**Selected extract:**
——
The boom in fixed wireless deployments has been driven by a combination of technology advances and greater availability of suitable spectrum – and the fixed wireless industry is eyeing more spectrum that the government expects to make available. In a session at WISPAMERICA 2021 yesterday, representatives of the Wireless Internet Service Providers Association provided an informative spectrum auctions update – including when various bands are likely to be auctioned and how suitable each band is likely to be for WISPs.
The suitability of a spectrum band depends, in part, on the rules that the government sets for that band, and the WISPA representatives discussed those rules and possible outcomes in cases where rules have not yet been established.
WISPAMERICA 2021 was noteworthy in that it was one of the first industry conferences to be held in person since COVID-19 was declared a national emergency over a year ago. Some sessions, including this one, are also being made available to people who registered to attend online.
Spectrum Auctions Update
The next spectrum auction we’re likely to see is for the 3.45-3.55 GHz band, noted Steve Coran, outside counsel for WISPA, in the WISPAMERICA session. That auction must take place before the end of the year, based on action taken by federal legislators, and has been scheduled to start in October.
And while some people had hoped that the 2.5 GHz auction might occur first, Coran doesn’t expect to see that happen.
——
**Data supplied:**
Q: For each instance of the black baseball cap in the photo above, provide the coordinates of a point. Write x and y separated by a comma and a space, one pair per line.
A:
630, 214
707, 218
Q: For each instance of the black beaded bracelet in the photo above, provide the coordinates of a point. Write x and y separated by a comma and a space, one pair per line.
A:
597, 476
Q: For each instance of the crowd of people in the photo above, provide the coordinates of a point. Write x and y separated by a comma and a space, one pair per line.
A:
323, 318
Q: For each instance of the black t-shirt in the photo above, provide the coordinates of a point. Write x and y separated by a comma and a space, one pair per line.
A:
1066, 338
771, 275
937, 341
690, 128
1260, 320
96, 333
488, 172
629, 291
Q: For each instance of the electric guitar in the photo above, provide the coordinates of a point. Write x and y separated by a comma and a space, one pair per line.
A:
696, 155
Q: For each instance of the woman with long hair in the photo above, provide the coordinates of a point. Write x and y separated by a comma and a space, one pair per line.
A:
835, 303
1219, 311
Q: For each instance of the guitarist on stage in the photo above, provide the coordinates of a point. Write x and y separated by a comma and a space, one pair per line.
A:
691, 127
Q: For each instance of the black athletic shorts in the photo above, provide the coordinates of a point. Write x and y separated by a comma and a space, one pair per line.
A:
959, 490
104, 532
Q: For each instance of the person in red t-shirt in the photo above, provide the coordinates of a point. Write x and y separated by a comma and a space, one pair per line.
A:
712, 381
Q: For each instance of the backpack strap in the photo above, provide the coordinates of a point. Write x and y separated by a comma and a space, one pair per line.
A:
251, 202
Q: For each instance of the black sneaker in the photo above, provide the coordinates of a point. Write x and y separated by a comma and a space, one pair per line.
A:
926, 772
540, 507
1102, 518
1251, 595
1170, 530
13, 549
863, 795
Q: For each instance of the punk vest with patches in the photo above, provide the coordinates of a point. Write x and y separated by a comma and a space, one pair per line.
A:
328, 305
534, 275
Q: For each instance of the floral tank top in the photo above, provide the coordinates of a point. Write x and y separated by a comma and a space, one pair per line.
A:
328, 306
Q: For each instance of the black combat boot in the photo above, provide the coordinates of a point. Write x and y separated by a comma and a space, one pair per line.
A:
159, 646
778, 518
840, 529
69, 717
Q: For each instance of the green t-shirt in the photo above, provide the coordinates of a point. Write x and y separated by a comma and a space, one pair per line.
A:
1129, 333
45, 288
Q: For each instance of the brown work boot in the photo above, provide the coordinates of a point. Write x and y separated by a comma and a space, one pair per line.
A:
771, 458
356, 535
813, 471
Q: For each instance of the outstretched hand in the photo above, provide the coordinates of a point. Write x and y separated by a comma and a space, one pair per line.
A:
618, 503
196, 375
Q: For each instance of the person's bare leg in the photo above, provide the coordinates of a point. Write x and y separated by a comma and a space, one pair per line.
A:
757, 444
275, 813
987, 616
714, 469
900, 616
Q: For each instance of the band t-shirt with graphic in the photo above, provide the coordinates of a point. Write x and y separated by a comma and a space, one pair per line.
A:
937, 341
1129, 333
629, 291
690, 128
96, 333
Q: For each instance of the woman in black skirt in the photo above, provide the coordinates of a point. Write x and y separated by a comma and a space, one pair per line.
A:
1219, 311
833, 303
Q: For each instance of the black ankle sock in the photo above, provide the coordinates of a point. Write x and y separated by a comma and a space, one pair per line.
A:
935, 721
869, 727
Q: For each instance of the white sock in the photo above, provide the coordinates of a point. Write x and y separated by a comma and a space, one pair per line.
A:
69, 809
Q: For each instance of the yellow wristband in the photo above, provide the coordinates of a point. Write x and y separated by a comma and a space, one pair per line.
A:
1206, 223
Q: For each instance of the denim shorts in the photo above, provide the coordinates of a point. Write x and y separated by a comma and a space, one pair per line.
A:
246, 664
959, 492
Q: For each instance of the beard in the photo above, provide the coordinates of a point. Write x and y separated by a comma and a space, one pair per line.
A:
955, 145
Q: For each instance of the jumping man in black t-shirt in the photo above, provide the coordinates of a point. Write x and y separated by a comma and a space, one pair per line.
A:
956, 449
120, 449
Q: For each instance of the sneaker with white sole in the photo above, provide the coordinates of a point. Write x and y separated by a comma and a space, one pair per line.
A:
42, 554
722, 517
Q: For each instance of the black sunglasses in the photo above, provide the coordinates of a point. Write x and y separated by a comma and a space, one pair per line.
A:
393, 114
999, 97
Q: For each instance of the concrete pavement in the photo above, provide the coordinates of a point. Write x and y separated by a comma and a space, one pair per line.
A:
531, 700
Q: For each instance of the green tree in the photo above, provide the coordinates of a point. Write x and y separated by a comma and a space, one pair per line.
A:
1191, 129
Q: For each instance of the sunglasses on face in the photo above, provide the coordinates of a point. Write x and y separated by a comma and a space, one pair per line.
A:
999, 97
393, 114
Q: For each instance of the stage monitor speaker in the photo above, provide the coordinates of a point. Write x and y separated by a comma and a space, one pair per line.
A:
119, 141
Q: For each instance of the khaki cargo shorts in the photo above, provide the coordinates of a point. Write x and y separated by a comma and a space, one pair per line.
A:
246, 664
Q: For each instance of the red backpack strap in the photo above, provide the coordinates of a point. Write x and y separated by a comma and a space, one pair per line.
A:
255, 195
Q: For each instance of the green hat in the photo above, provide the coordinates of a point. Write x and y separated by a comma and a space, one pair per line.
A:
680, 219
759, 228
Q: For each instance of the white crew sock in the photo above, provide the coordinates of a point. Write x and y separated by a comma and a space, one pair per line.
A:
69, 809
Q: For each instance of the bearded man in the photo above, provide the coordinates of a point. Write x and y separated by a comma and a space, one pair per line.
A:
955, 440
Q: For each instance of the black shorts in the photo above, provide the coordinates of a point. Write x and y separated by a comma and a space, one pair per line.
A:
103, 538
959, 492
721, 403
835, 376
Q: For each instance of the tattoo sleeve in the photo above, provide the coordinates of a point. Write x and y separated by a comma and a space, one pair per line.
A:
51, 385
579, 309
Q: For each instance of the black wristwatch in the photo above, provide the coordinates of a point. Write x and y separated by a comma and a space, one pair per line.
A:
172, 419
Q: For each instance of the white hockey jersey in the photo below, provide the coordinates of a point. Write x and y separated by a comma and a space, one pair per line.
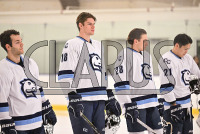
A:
143, 95
71, 60
180, 69
18, 99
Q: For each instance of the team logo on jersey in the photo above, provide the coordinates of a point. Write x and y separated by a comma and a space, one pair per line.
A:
186, 76
28, 88
167, 61
95, 61
66, 45
119, 58
146, 71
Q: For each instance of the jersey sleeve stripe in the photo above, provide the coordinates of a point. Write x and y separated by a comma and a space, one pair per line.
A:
92, 89
38, 114
62, 72
123, 85
141, 102
65, 76
144, 97
93, 93
166, 87
29, 121
4, 104
178, 102
4, 109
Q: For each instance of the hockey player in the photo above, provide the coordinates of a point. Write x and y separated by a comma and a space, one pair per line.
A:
21, 110
87, 97
134, 67
178, 108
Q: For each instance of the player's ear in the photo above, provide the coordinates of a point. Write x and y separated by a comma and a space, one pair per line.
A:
135, 41
177, 45
8, 47
80, 25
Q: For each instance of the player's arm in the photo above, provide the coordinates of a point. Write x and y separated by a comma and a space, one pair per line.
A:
194, 68
48, 114
7, 123
122, 85
68, 63
167, 74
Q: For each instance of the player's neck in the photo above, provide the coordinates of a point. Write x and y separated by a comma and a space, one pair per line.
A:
175, 52
13, 58
85, 36
135, 48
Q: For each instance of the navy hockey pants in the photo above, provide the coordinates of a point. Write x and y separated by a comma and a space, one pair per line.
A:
34, 131
149, 116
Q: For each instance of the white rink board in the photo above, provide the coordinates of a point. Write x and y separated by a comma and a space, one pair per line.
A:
63, 125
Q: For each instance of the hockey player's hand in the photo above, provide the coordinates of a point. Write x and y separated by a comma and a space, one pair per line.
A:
177, 113
112, 105
132, 112
75, 106
48, 114
8, 127
161, 106
194, 84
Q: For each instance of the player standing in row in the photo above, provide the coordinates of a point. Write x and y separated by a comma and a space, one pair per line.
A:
178, 108
21, 110
87, 97
135, 104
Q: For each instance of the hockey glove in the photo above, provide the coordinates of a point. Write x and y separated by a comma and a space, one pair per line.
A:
161, 106
48, 114
112, 105
177, 113
8, 127
132, 112
75, 106
194, 84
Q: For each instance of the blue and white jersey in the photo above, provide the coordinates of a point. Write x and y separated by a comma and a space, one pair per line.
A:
71, 60
140, 70
180, 69
18, 99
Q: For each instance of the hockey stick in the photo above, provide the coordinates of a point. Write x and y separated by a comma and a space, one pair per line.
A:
90, 123
165, 124
146, 126
48, 129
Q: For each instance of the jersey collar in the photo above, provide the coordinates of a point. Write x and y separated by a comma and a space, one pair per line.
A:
20, 63
84, 39
175, 55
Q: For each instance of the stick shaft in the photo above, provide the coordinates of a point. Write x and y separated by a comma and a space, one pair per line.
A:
146, 126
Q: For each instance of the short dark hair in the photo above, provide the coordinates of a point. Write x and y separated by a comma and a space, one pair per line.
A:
182, 40
5, 38
83, 17
135, 34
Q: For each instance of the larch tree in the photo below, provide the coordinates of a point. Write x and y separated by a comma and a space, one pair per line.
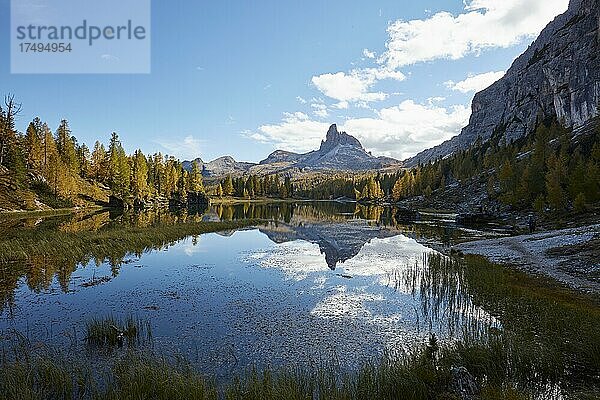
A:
195, 179
139, 179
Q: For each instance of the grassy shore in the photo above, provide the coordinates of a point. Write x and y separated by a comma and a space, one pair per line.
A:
79, 246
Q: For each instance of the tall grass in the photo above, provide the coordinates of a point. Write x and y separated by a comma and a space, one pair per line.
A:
546, 346
111, 332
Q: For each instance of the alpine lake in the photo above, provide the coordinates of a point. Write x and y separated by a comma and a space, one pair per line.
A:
273, 285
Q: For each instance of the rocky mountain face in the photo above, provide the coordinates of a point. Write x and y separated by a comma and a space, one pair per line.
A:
338, 152
558, 76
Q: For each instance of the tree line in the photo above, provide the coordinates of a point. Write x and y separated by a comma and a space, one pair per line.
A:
58, 163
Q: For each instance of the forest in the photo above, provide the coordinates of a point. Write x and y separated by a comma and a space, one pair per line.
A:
552, 169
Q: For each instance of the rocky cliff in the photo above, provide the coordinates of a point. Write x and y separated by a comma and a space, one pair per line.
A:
558, 76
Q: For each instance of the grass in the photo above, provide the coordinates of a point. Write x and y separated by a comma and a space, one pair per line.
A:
111, 332
106, 243
548, 344
549, 337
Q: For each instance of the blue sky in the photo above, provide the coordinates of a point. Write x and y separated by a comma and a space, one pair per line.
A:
245, 78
——
**Task directions:** From the report on spectrum auctions above, list every topic the WISPA representatives covered in their WISPAMERICA 2021 session.

**Task output:**
- When various bands are likely to be auctioned
- How suitable each band is likely to be for WISPs
- The rules the government sets for a band
- Possible outcomes where rules have not yet been set